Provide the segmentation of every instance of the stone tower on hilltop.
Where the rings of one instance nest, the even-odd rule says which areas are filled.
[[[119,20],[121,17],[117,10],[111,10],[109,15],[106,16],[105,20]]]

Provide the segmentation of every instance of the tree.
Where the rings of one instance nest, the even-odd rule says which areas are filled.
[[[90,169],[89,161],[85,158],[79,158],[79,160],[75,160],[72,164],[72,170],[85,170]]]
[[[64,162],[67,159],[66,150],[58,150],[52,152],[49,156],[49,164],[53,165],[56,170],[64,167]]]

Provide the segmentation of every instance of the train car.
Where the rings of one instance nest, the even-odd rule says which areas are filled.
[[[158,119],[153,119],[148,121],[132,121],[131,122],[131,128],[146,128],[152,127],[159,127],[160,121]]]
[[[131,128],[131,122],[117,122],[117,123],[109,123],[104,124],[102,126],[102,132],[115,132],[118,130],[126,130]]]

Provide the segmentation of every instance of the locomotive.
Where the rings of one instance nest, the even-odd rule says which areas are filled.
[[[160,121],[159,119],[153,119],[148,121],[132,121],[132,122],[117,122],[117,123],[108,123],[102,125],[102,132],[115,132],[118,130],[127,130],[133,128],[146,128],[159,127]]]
================
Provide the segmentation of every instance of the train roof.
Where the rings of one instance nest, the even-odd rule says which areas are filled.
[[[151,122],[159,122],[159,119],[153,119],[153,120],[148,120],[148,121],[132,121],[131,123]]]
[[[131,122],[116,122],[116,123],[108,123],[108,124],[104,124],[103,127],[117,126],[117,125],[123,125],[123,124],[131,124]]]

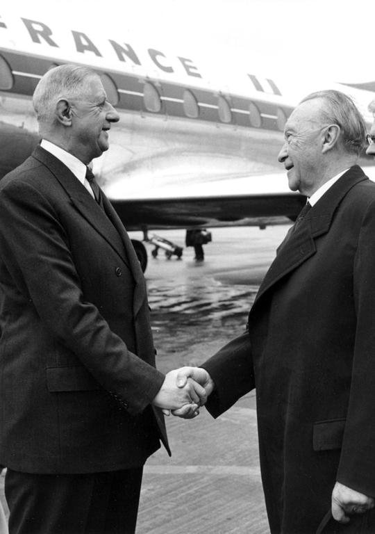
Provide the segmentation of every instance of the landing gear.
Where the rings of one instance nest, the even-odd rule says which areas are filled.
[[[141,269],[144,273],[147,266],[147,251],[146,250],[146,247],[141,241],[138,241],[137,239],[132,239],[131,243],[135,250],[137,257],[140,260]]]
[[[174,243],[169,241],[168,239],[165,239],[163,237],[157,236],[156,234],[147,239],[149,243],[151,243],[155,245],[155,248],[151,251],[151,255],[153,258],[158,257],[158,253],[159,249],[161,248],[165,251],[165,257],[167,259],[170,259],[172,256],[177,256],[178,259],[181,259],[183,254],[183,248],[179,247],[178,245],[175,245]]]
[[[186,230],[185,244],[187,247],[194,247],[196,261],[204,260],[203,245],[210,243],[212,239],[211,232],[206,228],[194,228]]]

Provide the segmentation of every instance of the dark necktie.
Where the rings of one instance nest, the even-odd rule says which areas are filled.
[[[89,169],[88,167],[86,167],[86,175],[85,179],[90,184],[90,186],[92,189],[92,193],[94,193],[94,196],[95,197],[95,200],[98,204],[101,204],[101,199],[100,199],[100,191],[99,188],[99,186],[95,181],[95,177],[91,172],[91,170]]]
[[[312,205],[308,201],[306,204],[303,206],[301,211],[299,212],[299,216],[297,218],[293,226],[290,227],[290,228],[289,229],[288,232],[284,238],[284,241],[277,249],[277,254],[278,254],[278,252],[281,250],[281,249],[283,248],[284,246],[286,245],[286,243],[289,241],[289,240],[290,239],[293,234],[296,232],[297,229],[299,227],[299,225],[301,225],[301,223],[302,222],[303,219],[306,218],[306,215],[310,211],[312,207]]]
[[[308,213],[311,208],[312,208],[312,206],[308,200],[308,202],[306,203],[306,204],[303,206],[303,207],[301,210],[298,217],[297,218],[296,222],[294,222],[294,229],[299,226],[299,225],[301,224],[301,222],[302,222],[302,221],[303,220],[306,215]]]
================
- Task statement
Report each line of the listing above that contains the string "segmentation", copying every such line in full.

- Exercise response
Provide the segmentation of every instance of the stone tower on hilltop.
Provide the segmentation of every instance of the tree.
Provide the segmentation of every instance of the train car.
Provide the segmentation of every instance of the locomotive.
Provide the segmentation of every instance of the train roof.
Provide the segmentation of every instance of the landing gear.
Provide the segmentation of every instance of the dark necktie.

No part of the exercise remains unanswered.